» Description of the task: Update the items from the start up to and including the line with "M 59 670 L 53" by replacing "striped awning" with "red awning", leaving everything else unchanged. Give back only those lines.

[Collected data]

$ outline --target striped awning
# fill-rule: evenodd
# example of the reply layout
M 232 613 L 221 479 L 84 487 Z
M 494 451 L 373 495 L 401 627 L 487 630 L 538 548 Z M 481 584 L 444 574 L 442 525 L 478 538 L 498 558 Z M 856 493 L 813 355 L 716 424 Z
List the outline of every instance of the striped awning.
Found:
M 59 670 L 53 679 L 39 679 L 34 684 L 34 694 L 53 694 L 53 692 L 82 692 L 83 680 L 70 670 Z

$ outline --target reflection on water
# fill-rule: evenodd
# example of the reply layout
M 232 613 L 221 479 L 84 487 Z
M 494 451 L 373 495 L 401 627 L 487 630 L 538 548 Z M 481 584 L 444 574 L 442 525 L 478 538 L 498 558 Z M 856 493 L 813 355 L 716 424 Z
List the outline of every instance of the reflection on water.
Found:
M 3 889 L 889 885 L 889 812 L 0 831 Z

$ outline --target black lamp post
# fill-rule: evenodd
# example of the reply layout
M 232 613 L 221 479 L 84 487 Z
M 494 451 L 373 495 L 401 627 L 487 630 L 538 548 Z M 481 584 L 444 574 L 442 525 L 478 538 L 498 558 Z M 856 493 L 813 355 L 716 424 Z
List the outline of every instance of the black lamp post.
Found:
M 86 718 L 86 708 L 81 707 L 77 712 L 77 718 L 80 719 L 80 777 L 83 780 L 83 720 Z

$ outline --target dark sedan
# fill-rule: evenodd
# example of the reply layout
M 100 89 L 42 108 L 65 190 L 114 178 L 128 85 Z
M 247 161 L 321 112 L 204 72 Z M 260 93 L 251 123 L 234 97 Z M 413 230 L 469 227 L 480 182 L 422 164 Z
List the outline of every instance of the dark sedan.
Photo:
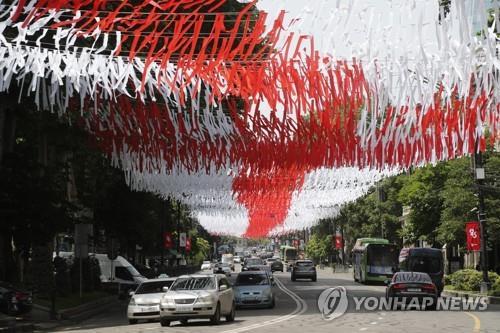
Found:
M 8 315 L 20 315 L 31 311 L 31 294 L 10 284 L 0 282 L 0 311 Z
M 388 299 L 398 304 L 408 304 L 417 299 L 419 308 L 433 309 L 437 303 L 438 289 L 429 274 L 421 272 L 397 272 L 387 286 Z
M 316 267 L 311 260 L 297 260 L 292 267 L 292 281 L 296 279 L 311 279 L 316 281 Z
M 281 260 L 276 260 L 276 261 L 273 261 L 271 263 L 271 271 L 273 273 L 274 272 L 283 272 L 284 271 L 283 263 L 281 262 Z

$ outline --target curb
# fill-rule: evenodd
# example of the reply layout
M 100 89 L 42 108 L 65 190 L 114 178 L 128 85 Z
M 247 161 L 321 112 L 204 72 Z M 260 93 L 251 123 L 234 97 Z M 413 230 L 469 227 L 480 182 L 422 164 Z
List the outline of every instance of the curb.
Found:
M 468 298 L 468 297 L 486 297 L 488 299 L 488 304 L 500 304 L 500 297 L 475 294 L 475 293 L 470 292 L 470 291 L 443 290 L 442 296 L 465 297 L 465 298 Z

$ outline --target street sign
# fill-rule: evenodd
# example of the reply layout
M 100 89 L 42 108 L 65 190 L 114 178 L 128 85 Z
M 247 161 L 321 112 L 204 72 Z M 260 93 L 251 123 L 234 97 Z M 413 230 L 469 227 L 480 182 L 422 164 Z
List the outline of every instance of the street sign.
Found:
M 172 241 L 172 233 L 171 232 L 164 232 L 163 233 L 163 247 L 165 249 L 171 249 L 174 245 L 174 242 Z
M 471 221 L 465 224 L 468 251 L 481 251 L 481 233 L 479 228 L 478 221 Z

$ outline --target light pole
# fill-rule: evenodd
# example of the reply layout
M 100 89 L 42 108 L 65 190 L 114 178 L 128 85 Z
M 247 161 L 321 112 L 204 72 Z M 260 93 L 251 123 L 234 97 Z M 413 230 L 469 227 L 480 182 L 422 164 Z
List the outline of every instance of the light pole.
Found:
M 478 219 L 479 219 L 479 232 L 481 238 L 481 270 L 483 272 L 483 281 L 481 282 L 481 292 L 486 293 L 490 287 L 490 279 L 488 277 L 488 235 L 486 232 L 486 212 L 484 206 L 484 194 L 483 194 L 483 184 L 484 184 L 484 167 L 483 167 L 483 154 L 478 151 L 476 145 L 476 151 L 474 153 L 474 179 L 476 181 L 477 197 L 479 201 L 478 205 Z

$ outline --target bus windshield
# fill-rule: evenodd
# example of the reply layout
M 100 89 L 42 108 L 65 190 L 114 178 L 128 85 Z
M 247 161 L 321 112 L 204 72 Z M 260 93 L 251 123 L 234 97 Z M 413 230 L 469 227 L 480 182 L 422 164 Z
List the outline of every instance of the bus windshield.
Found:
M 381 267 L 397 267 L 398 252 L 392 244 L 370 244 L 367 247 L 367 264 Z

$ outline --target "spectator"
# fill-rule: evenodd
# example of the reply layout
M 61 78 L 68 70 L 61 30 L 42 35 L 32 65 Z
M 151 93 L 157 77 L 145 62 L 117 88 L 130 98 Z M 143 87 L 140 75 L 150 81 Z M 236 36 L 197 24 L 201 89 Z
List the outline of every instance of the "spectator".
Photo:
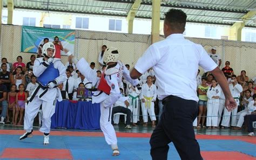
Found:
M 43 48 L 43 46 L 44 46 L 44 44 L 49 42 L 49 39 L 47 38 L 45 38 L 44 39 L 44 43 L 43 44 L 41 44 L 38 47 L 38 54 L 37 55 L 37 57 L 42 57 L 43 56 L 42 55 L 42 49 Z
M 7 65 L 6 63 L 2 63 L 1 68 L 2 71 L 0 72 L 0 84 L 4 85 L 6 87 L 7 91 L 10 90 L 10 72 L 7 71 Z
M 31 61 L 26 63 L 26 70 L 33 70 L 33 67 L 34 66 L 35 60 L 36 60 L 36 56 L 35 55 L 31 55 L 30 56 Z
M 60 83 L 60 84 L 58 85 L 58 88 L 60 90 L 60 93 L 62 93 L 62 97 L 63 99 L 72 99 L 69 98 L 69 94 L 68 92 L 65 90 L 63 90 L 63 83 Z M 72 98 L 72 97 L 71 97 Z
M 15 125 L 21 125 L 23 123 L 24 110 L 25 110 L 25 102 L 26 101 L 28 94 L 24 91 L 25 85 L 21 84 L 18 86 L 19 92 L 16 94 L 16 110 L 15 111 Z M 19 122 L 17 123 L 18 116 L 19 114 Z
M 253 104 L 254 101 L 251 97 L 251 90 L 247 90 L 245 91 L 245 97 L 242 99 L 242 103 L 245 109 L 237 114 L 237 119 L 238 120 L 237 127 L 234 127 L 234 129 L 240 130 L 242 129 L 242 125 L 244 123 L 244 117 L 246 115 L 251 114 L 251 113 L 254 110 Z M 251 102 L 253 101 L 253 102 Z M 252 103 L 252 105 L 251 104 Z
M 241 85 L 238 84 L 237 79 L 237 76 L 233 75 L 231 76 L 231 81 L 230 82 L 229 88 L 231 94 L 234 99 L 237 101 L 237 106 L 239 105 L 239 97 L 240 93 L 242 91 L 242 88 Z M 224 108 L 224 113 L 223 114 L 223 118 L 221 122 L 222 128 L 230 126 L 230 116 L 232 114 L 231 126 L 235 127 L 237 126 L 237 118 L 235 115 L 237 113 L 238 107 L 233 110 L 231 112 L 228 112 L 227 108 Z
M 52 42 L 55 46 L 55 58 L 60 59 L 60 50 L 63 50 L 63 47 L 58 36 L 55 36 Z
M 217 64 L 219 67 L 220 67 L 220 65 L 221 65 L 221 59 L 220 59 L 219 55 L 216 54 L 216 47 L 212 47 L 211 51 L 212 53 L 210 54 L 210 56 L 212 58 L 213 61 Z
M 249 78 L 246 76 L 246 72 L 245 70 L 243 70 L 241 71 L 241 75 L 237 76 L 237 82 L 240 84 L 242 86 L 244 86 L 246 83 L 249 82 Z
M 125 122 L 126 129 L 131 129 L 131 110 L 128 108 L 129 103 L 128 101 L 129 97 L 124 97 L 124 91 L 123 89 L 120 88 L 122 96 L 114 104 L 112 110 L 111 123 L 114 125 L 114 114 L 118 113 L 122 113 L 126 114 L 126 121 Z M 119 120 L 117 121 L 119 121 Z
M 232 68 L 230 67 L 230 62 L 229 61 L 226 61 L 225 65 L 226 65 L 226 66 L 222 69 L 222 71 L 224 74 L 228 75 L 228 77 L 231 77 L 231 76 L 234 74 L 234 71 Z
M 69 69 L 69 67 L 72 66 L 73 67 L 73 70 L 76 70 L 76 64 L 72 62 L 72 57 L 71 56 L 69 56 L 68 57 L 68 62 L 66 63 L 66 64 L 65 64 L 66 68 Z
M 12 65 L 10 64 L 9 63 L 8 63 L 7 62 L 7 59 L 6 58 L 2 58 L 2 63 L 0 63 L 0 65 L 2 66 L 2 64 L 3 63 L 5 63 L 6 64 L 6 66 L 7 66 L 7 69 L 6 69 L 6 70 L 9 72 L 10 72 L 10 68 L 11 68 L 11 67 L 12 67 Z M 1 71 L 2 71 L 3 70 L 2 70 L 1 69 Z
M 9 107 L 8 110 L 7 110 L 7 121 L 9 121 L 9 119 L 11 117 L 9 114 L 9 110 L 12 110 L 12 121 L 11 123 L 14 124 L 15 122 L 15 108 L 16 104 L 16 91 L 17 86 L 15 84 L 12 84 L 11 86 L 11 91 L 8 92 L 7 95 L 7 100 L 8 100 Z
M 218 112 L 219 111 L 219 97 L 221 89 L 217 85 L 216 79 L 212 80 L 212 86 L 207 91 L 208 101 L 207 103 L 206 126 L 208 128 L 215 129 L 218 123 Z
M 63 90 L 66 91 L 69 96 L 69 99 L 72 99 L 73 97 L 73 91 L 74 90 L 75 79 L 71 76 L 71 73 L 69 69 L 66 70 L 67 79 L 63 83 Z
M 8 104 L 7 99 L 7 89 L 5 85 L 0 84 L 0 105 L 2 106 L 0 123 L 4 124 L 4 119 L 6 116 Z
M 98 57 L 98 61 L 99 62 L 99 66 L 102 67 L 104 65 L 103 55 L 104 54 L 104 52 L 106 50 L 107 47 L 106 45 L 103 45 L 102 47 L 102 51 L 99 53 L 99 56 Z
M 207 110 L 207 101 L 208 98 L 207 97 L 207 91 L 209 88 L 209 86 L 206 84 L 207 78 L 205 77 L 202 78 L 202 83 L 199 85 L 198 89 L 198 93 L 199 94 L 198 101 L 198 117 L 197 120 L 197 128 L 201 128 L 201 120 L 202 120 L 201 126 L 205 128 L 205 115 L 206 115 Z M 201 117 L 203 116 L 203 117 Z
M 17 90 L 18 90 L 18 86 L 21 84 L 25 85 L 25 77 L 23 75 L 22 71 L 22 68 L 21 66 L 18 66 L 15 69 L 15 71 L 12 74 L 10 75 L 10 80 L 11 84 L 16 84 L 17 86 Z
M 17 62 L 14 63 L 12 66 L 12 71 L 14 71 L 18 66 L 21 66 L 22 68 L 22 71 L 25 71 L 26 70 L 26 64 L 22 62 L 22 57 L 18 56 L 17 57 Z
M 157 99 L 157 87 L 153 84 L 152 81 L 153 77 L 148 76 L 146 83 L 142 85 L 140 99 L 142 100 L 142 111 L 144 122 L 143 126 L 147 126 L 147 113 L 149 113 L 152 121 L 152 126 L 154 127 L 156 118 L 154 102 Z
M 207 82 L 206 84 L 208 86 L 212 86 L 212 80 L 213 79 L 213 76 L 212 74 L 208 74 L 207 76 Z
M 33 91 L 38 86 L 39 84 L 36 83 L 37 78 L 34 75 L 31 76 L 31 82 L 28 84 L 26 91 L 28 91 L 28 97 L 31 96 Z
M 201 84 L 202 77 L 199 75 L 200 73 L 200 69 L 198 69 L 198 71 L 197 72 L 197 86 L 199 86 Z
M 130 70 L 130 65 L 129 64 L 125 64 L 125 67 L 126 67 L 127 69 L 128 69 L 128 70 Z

» Response to this exercise:
$ outline --target red awning
# fill-rule: evenodd
# example of the reply layout
M 232 613 L 221 479 L 84 487 Z
M 494 451 L 373 495 L 401 627 L 487 630 L 538 548 Z M 481 584 L 444 574 L 442 525 L 478 538 L 498 558 Z M 856 493 L 813 355 L 716 424 Z
List the outline of every instance of the red awning.
Found:
M 59 670 L 53 679 L 39 679 L 34 684 L 34 694 L 53 694 L 53 692 L 82 692 L 83 680 L 70 670 Z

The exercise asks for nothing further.